Task description:
Output the part of the entries below that starts with the line containing "Where in the photo above can the blue" and runs through their final line, both ends included, as a numbered list with blank lines left out.

-- -- --

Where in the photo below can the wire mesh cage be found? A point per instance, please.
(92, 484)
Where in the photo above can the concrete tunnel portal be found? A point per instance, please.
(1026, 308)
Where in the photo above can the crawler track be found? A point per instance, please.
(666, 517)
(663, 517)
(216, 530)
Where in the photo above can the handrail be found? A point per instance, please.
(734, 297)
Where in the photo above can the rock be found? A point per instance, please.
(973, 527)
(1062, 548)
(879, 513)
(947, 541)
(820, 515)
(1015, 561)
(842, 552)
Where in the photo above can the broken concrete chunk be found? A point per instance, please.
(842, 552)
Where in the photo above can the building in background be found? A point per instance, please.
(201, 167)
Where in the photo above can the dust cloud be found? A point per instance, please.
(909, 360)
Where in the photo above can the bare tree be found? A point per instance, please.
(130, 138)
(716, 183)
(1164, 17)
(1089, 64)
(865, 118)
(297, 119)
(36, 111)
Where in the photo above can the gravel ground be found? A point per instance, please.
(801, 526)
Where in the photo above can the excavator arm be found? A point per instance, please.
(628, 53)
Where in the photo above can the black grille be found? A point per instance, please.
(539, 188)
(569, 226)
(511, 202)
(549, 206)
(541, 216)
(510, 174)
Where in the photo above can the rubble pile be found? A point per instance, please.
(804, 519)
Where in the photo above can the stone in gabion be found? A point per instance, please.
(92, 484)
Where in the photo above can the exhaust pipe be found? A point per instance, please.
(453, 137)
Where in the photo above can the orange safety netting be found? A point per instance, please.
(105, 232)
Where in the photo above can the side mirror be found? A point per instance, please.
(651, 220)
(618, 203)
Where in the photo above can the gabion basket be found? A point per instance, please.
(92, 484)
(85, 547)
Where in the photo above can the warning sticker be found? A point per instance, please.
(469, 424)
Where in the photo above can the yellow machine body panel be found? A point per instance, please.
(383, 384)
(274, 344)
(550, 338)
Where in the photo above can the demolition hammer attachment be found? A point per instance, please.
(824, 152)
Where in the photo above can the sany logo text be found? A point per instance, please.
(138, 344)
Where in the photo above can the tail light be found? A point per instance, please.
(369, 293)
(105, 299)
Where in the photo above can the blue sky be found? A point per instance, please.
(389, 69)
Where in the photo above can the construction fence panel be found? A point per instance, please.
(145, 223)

-- -- --

Written response:
1. Where in the photo above can the blue sky be found? A point per instance, please.
2. (389, 69)
3. Where in the photo above can the construction fence panel be found? A point per instance, please.
4. (145, 223)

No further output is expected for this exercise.